··· Exercise data ···

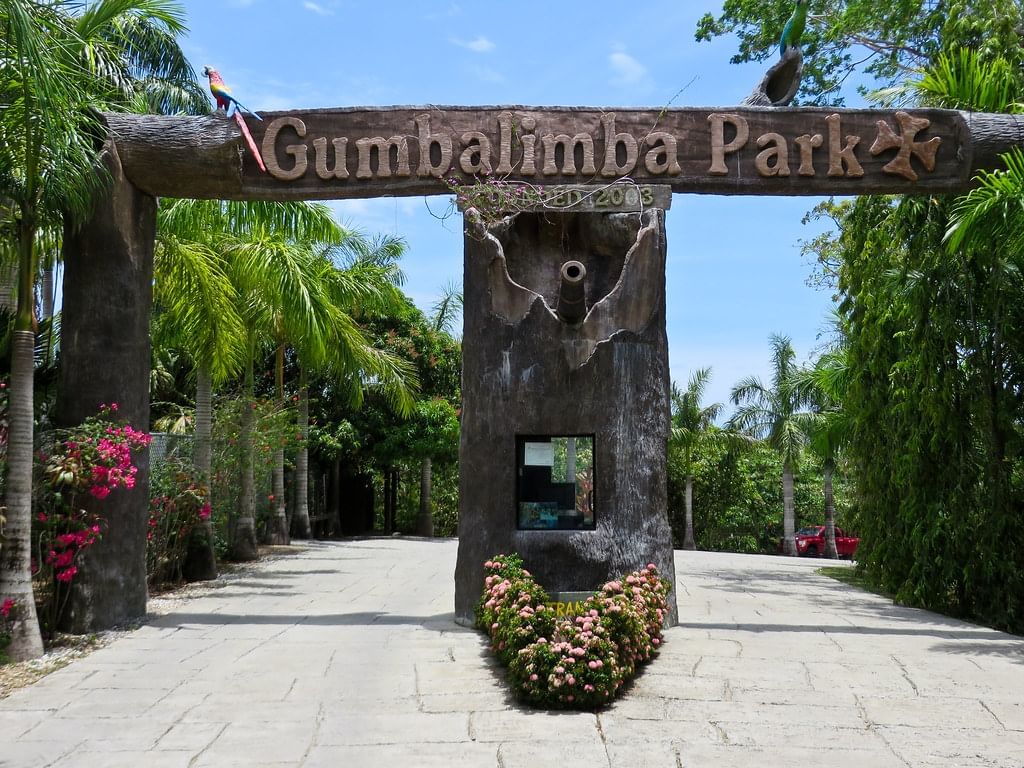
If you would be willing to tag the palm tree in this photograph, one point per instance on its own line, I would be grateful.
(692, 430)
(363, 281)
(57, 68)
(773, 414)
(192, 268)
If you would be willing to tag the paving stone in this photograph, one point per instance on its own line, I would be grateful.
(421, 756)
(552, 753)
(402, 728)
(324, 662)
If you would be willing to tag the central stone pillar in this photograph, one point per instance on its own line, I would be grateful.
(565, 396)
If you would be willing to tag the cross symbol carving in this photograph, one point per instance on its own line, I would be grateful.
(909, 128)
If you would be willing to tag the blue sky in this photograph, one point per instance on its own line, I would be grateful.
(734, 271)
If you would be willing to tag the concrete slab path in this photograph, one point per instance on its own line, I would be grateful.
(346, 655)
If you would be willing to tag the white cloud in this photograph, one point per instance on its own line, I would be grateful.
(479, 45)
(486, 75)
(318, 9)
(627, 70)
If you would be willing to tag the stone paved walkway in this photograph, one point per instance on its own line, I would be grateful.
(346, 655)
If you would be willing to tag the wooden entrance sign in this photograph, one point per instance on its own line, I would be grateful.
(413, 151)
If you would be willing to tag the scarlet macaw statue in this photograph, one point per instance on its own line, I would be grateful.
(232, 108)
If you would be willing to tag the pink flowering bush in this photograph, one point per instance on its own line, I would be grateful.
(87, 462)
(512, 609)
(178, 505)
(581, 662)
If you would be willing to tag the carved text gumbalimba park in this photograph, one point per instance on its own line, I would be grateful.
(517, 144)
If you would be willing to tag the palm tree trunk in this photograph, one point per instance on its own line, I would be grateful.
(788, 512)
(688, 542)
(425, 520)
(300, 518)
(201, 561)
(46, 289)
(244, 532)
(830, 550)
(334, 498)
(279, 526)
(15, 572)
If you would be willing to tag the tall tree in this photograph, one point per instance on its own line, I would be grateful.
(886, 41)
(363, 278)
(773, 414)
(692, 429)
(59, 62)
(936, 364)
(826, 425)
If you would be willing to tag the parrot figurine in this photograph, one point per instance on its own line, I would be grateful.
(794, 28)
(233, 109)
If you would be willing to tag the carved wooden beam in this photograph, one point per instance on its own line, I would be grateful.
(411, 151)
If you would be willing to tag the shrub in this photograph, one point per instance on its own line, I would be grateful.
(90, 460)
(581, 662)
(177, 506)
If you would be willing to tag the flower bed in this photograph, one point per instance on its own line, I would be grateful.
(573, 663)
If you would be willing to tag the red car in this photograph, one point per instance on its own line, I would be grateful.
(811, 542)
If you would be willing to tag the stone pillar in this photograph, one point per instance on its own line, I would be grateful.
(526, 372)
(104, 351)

···

-- Problem statement --
Output the records from the line with "If you would be willing to tag the carved wooden" through the end of the records as a two-column CSV headed input,output. Give one row for each line of text, with that text in input and the point lines under it in output, each in a single quoted field with line breaks replaced by spaces.

-- Result for this task --
input,output
"If you would be willing to tag the carved wooden beam in this photograph, one point per instance on its own line, I would be grateful.","(411, 151)"
"If you would be willing to tag the shrub in this photograph, one point per instance on its own line, I would be grateful.","(90, 460) (581, 662) (177, 506)"
"If you would be willing to tag the flower bed in this photograph, one point per instance on its own line, I would be grateful.","(573, 663)"
"If you would be willing to tag the red car in this photograph, one point per instance on its own line, I would be grateful.","(811, 542)"
"If you would be willing to tag the stone pillar in this photograph, one point per instance on its own line, I would be grateful.","(526, 372) (104, 351)"